What you need to do:
a) Reproduce the passage from the post on why agents fall short, starting with "Agent Knowledge" and going on through "a black box.".
b) Answer these questions about the post on why agents fall short, giving one answer per line.
(i) What can be compromised when an agent is implemented for a more specific use case?
(ii) In the "Recruitment" section, what are hiring decisions usually based on?
(iii) What is getting delegation right likened to?
c) From the post on why agents fall short, list every agent named in its example of building an agent-based internal tool.

2024-06-12

Why Agents Fall Short

Why doesn’t your agent work as well as a SWE-agent, even when you use the same LLM? And why is it not as simple to implement?

If you’ve tried building agents with AI, you might have noticed that while a general-purpose agent on the internet seems accurate and simple, implementing it for a more specific use case often results in complications. The agent’s autonomy can be compromised, leading to subpar performance.

Agent Knowledge

The answer lies in the agents and what they know about each other. The more knowledge agents have about each other’s capabilities, the better they can delegate tasks. This is especially crucial when the AI needs to backtrack. Delegation might seem trivial if you have a narrow vision, but it’s extremely challenging. If you get delegation right, it’s like solving a big problem by implementing a small piece, similar to how neural networks are easier to understand when broken down into smaller parts, even though the full solution remains a black box.

Recruitment

How can we ensure all agents are fully aware of each other?

First, we need to determine how many agents we need and who will do what. It’s like hiring for a new organization. Decisions are usually based on budget and popular roles (backend engineer, frontend engineer, engineering manager, etc.).

Since budget isn’t limiting us in choosing our agents (though it can), we can select a few depending on our task. For example, to build an agent-based internal tool, we might have a frontend engineer agent, a backend engineer agent, a component library document retriever agent, etc.

Provided information:
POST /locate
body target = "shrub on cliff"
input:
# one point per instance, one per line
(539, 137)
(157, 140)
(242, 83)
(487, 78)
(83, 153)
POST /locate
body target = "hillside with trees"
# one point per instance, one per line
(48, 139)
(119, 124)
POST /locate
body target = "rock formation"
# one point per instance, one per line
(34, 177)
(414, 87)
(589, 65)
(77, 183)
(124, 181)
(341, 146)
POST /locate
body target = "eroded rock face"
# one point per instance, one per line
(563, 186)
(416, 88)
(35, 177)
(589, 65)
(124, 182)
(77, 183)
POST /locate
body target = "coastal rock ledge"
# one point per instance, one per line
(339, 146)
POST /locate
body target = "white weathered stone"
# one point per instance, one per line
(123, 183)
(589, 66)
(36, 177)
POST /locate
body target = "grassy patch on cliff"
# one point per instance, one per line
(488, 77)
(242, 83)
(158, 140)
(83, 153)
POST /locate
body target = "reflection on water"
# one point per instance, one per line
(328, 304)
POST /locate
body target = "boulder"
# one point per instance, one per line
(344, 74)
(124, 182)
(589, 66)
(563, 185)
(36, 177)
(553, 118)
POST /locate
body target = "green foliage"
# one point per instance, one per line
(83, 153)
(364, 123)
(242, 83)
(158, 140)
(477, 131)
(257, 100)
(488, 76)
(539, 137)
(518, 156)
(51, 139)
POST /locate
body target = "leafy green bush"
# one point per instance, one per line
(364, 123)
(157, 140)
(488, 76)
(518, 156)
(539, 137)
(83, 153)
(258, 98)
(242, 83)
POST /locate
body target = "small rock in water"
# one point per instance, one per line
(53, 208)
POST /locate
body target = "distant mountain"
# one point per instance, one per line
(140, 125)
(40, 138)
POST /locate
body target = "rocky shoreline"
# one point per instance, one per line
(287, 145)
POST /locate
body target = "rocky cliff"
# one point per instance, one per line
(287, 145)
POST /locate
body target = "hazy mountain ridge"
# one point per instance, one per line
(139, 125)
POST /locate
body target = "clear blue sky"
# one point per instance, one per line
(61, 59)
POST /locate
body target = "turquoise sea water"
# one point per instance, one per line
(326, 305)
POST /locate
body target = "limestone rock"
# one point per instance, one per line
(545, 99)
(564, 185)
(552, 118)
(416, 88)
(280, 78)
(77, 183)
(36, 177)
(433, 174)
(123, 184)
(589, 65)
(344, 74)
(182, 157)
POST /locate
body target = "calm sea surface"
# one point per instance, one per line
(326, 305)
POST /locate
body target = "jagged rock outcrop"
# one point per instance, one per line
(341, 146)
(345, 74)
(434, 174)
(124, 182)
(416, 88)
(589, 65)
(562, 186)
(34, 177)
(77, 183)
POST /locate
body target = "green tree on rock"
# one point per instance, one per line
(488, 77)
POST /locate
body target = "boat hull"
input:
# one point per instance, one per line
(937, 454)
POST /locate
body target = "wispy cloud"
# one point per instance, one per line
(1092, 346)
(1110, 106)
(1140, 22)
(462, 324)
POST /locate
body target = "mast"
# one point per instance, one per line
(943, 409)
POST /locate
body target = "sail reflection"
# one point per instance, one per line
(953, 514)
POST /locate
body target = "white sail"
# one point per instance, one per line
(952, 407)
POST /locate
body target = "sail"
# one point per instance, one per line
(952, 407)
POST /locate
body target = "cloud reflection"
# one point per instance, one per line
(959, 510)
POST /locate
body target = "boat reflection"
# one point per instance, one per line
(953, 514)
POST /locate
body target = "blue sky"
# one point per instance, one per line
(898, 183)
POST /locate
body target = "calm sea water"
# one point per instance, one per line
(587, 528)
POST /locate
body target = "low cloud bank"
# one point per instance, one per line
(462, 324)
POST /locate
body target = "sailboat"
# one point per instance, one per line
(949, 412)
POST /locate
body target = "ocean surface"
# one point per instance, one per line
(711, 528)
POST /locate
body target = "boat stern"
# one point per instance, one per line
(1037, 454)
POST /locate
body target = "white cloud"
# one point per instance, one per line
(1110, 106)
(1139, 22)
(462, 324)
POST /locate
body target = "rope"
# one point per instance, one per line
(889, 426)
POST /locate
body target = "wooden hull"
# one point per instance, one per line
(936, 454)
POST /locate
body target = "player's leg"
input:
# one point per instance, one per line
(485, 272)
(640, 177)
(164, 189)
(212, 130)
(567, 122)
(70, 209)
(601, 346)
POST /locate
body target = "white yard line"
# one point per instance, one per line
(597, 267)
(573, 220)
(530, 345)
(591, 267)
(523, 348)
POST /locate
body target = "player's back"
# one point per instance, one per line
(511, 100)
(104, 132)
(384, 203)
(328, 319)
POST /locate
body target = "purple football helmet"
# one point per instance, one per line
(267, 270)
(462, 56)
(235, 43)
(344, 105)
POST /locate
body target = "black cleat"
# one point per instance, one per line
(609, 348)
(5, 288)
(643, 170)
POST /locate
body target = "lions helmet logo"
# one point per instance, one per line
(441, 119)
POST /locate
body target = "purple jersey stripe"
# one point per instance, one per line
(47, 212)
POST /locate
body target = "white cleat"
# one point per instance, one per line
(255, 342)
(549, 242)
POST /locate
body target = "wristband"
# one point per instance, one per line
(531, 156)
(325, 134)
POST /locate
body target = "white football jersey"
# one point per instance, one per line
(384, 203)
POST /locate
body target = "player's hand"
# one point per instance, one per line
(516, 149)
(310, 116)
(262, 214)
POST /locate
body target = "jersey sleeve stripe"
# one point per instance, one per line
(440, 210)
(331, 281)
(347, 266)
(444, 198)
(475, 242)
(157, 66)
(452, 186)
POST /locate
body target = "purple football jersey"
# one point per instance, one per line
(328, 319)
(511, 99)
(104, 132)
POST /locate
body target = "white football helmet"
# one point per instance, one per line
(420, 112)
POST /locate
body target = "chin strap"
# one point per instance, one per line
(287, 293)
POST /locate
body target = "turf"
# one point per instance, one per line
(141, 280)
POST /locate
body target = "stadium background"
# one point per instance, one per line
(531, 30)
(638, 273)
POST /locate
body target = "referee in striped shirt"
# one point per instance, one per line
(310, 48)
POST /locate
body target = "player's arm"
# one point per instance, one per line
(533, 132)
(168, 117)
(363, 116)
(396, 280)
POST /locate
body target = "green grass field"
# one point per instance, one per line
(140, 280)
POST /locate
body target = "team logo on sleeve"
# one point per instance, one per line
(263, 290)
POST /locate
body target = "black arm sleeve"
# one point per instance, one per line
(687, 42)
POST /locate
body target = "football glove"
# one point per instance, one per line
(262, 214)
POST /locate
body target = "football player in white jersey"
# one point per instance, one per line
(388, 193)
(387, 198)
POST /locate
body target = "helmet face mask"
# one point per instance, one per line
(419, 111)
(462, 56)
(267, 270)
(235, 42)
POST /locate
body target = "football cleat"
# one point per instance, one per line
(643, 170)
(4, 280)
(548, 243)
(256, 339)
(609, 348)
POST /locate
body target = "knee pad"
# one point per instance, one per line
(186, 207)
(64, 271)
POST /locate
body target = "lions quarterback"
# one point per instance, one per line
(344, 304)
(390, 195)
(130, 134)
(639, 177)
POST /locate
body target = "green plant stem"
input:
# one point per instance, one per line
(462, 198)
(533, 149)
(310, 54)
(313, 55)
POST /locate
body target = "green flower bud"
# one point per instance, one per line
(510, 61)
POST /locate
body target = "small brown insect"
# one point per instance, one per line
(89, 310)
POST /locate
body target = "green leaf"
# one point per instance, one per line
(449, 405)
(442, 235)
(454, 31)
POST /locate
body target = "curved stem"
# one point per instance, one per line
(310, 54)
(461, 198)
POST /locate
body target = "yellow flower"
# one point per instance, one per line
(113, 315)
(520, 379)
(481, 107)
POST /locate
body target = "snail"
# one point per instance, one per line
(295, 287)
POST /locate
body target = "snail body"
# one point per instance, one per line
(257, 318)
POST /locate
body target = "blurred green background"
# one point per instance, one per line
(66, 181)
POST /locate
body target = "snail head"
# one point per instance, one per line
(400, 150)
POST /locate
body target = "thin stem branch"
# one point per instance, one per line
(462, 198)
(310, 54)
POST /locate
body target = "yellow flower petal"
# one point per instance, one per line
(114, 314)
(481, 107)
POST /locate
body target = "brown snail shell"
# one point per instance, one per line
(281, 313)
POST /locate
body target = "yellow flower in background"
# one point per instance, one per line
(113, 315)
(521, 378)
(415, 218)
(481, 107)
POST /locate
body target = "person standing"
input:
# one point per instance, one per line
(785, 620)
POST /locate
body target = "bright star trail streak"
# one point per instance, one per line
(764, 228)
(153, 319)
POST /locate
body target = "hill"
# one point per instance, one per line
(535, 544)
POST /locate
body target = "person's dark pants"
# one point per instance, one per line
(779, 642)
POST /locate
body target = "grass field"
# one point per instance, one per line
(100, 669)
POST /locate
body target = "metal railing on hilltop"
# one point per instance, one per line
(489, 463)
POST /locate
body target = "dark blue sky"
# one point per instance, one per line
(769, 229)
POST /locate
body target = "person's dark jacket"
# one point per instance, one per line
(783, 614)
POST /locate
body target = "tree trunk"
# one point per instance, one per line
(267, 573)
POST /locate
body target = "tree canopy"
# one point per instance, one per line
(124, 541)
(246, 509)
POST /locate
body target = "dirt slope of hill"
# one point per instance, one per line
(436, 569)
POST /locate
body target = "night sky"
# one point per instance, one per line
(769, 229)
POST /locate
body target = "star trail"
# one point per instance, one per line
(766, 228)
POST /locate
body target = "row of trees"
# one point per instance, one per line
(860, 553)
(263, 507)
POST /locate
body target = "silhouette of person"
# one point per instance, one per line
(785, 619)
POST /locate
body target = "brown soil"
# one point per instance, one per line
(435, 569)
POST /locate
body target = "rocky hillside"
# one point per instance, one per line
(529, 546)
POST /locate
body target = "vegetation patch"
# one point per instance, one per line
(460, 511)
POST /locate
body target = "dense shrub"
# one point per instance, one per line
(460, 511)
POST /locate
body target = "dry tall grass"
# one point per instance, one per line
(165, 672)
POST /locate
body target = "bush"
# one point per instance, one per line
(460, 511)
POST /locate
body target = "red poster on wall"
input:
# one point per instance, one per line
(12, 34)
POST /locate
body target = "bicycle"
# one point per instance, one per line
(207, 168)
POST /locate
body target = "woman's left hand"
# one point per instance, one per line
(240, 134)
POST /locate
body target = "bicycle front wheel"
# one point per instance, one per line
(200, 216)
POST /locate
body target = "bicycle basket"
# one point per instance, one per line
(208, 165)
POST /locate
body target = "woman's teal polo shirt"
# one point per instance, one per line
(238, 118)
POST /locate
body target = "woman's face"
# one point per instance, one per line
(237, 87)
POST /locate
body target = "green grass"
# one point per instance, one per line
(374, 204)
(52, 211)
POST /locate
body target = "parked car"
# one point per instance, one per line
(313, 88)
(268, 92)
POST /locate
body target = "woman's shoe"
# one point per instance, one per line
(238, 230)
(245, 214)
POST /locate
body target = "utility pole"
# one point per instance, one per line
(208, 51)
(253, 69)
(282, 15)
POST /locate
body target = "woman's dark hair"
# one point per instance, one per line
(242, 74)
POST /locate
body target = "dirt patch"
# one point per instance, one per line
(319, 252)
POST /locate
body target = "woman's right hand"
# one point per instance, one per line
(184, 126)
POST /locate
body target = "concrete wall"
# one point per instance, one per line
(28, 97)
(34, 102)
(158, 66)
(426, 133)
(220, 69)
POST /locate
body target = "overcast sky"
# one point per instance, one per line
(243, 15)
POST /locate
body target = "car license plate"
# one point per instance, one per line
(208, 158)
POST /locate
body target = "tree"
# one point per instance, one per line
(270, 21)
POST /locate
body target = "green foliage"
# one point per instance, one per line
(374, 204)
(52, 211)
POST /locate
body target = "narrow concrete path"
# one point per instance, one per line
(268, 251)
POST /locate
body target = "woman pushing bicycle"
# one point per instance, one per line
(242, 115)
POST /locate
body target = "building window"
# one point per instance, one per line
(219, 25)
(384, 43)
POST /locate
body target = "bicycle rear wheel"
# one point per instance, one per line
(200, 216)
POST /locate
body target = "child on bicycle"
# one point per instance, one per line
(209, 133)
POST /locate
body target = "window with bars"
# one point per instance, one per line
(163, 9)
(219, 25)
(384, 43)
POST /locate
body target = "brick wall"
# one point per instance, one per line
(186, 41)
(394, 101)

Numbered answers:
a)
Agent Knowledge

The answer lies in the agents and what they know about each other. The more knowledge agents have about each other’s capabilities, the better they can delegate tasks. This is especially crucial when the AI needs to backtrack. Delegation might seem trivial if you have a narrow vision, but it’s extremely challenging. If you get delegation right, it’s like solving a big problem by implementing a small piece, similar to how neural networks are easier to understand when broken down into smaller parts, even though the full solution remains a black box.

b)
(i) The agent's autonomy.
(ii) Budget and popular roles.
(iii) Solving a big problem by implementing a small piece.

c)
- frontend engineer agent
- backend engineer agent
- component library document retriever agent